Selected passage:
* Begin *
Figure [8](#page-7-1) shows the result when the same experiment is performed for the *GooLeNet* model. For *GooLeNet*, the target latency and the power consumption of inference tasks are set to 0.15 seconds and 6.3W, respectively. Though *GooLeNet* and *CaffeNet* have very different model structures, we can observe similar results for both deep learning models. As shown in Figures [8-](#page-7-1)(a) and (b), *MIMO* closely supports the varying target tardiness of inference tasks while maintaining 6.3W power consumption.

## 2) VARYING TARGET POWER CONSUMPTION

In this experiment, the target power consumption of inference tasks is varied while the target tardiness is fixed at 1.0. Since only *MIMO* is aware of power consumption, only *MIMO* is evaluated for *CaffeNet* and *GooLeNet* models.

Figure [9](#page-8-0) shows the result for *CaffeNet*, in which the target power consumption is varied from 5.1W to 5.8W while the target deadline is fixed at 0.05 seconds. In Figures [9-](#page-8-0)(a) and (b), we can see that *MIMO* closely supports both the target tardiness and the target power consumption while the target power consumption is in between 5.2W and 5.6W. Figure [9-](#page-8-0)(c) shows that both tunning knobs, i.e., *freqcpu* and *freqgpu*, are adjusted to support both QoS goals simultaneously. However, if the target power consumption is outside the range between 5.2W to 5.6W, both tardiness and power consumption begin to deviate from the QoS goals. For instance, when the target power consumption is 5.1W, the tardiness and power consumption, respectively, are 1.01 and 5.158W, which are  $+1\%$  and  $+1.1\%$  deviations from the respective QoS goals. On the other hand, when the target power consumption is 5.8W, the tardiness and power consumption, respectively, are 0.974 and 5.65W, which is −2.6% and −2.6% different from each QoS goal. These results are incurred because one or both of the tuning knobs, i.e., *freqcpu* and *freqgpu*, are saturated at both extremes. For instance, in Figure [9-](#page-8-0)(c), when the target power consumption is 5.7W,



<span id="page-8-0"></span>**FIGURE 9.** Varying target power (CaffeNet). (a) Tardiness. (b) Power. (c) CPU/GPU frequency.

the CPU frequency is already at the maximum, and, hence, it is impossible to further increase its frequency. As shown in Figure [6,](#page-5-1) the combination of target tardiness and power consumption is achievable only within the feasible input region. Once one of inputs is saturated, we need to change QoS goals accordingly.
* End *
Problem description:
Reproduce the passage on the MIMO power experiments word for word, starting with "Figure [8](#page-7-1) shows" and going on through "and *GooLeNet* models.".

Data section:
* Begin *
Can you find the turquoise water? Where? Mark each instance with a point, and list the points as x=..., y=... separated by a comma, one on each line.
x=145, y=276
* End *
Solution for this problem:
Figure [8](#page-7-1) shows the result when the same experiment is performed for the *GooLeNet* model. For *GooLeNet*, the target latency and the power consumption of inference tasks are set to 0.15 seconds and 6.3W, respectively. Though *GooLeNet* and *CaffeNet* have very different model structures, we can observe similar results for both deep learning models. As shown in Figures [8-](#page-7-1)(a) and (b), *MIMO* closely supports the varying target tardiness of inference tasks while maintaining 6.3W power consumption.

## 2) VARYING TARGET POWER CONSUMPTION

In this experiment, the target power consumption of inference tasks is varied while the target tardiness is fixed at 1.0. Since only *MIMO* is aware of power consumption, only *MIMO* is evaluated for *CaffeNet* and *GooLeNet* models.